Please transcribe the entries below without omitting a single character.

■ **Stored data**
★ ★ ★ ★
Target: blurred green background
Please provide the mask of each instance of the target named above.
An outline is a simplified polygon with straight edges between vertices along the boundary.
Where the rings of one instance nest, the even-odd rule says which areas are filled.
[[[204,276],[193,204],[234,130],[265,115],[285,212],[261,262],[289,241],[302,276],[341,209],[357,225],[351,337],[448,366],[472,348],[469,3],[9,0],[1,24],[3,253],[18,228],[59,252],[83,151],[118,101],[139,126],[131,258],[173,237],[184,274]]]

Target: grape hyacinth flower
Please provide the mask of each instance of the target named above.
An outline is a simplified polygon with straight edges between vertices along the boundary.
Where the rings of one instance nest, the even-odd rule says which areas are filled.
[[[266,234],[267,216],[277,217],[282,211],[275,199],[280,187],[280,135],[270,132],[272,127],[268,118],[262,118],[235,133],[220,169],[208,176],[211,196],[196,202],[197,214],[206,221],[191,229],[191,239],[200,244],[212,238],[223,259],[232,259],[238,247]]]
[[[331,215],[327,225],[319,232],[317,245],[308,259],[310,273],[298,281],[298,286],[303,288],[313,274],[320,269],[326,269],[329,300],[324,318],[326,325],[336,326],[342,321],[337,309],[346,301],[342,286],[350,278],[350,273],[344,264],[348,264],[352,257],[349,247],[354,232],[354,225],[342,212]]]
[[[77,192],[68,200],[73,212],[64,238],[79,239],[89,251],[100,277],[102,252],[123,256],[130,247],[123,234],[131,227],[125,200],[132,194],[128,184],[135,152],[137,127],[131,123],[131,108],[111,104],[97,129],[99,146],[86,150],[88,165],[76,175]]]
★ ★ ★ ★
■ **SOLUTION TO THE EXERCISE**
Target: blurred green background
Please provide the mask of each instance of the target named above.
An outline is a simplified polygon with straight edges between vertices along the boundary.
Where the rings of one instance nest, the even-odd rule says which areas are filled.
[[[204,276],[193,204],[234,130],[265,115],[285,212],[261,262],[289,241],[302,276],[341,209],[357,225],[351,337],[448,366],[472,348],[469,3],[9,0],[1,24],[3,253],[18,228],[59,252],[83,151],[118,101],[139,126],[131,258],[173,237],[184,274]]]

Target: grape hyacinth flower
Please provide the mask of each instance of the target named above.
An outline is a simplified polygon with straight edges between vertices along the boundary.
Where the rings of one instance nest, the even-odd rule says which areas are filled.
[[[266,234],[267,216],[277,217],[282,211],[275,199],[280,187],[280,135],[270,132],[272,127],[268,118],[262,118],[235,133],[220,169],[208,176],[211,196],[196,202],[197,214],[206,221],[191,229],[191,239],[200,244],[212,238],[223,259],[232,259],[238,247]]]
[[[331,215],[327,225],[319,232],[317,245],[308,259],[310,273],[298,281],[298,286],[303,288],[313,274],[320,269],[326,269],[329,300],[324,318],[326,325],[336,326],[342,321],[337,309],[346,301],[342,286],[350,278],[350,273],[344,264],[348,264],[352,257],[349,247],[354,232],[354,225],[342,212]]]
[[[77,192],[68,200],[73,212],[64,238],[79,239],[89,251],[100,277],[102,252],[123,256],[130,247],[123,234],[131,227],[125,200],[132,194],[128,184],[135,152],[137,127],[131,123],[131,108],[111,104],[97,129],[99,146],[86,150],[88,165],[76,175]]]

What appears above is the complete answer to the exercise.